» Text section
A new research study from the CBTP lab entitled “Combined Targeting of PI3K and MEK Effector Pathways via CED for DIPG Therapy,” was published in Neuro-Oncology Advances on May 29, 2019. The published manuscript, submitted by Dr. Uday Maachani (Dr. Souweidane Lab) on behalf of the entire research team, showed the results of a comprehensive study of midline gliomas including diffuse intrinsic pontine gliomas (DIPG), and the relationship between amplified phosphatydylinositol 3-kinase (PI3K), mitogen-activated protein kinase (MEK), and the development of these particular tumor types.
Midline gliomas carry a poor prognosis and lack effective treatment options. Studies have implied that amplifications in the PI3K signaling pathway may result in tumorigenesis, and that the activation of parallel pathways (e.g., mitogen-activated protein kinase [MEK]) may be causing the resistance to PI3K inhibition that has been observed in the clinic. An accurate understanding of this relationship could open doors to potential new treatment options for children with DIPG and other midline gliomas in the future.

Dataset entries
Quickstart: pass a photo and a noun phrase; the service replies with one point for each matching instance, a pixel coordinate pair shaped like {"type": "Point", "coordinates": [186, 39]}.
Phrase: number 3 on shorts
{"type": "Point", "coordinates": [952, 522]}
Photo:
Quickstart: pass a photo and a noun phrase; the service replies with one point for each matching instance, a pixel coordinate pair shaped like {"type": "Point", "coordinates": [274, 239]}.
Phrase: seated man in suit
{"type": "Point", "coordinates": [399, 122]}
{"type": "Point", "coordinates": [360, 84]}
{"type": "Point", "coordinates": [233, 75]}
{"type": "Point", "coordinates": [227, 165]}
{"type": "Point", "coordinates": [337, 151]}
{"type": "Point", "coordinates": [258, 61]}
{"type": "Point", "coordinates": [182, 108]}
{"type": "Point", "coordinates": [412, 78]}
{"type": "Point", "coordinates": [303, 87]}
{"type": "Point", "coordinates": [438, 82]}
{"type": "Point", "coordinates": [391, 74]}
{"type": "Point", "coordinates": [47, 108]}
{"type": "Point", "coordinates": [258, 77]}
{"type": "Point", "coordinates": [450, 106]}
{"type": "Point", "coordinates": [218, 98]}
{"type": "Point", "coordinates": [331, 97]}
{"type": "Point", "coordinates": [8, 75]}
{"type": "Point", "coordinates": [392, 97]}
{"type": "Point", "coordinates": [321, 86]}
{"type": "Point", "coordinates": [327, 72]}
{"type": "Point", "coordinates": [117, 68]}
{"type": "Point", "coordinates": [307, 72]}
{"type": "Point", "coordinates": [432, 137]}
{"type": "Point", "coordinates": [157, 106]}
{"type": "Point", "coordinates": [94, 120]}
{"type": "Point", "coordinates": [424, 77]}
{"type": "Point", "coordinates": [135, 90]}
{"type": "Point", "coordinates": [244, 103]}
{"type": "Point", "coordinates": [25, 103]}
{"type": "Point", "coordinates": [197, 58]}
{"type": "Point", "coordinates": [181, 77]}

» Task set
A - Which abbreviations does the DIPG study announcement spell out in full? Give each one with its full form.
B - According to the DIPG study announcement, in which journal and on what date was the study published?
C - Carry on the DIPG study announcement from the point where it stops.
You can set the dataset entries aside, since nothing here relies on them.

» Responses
A -
- DIPG: diffuse intrinsic pontine gliomas
- PI3K: phosphatydylinositol 3-kinase
- MEK: mitogen-activated protein kinase

B - Neuro-Oncology Advances, on May 29, 2019.

C -
In this comprehensive study, the research team tested both PI3K inhibitor ZSTK474 and MEK inhibitor trametinib, alone and in combination, in vitro and in vivo, using various delivery methods. Three patient-derived cell lines and a mouse-derived brainstem glioma cell line were treated with PI3K (ZSTK474) and MEK (trametinib) inhibitors, alone or in combination. These agents were also used alone or in combination in a subcutaneous DIPG tumor model and in an intracranial genetic mouse model of DIPG, given via convection-enhanced delivery (CED).
The results showed that combination treatments were found to be synergistic with dosing across the cell lines tested, and significant tumor suppression was seen when given both systemically against a subcutaneous DIPG model, and via convection-enhanced delivery (CED) in an intracranial DIPG mouse model. Data indicates that ZSTK474 and trametinib combination therapy inhibits malignant growth of DIPG cells in culture and in animal models, prolonging survival. The results warrant further investigation and the team is excited by the potential for a promising new combination approach to treat DIPG via convection-enhanced delivery.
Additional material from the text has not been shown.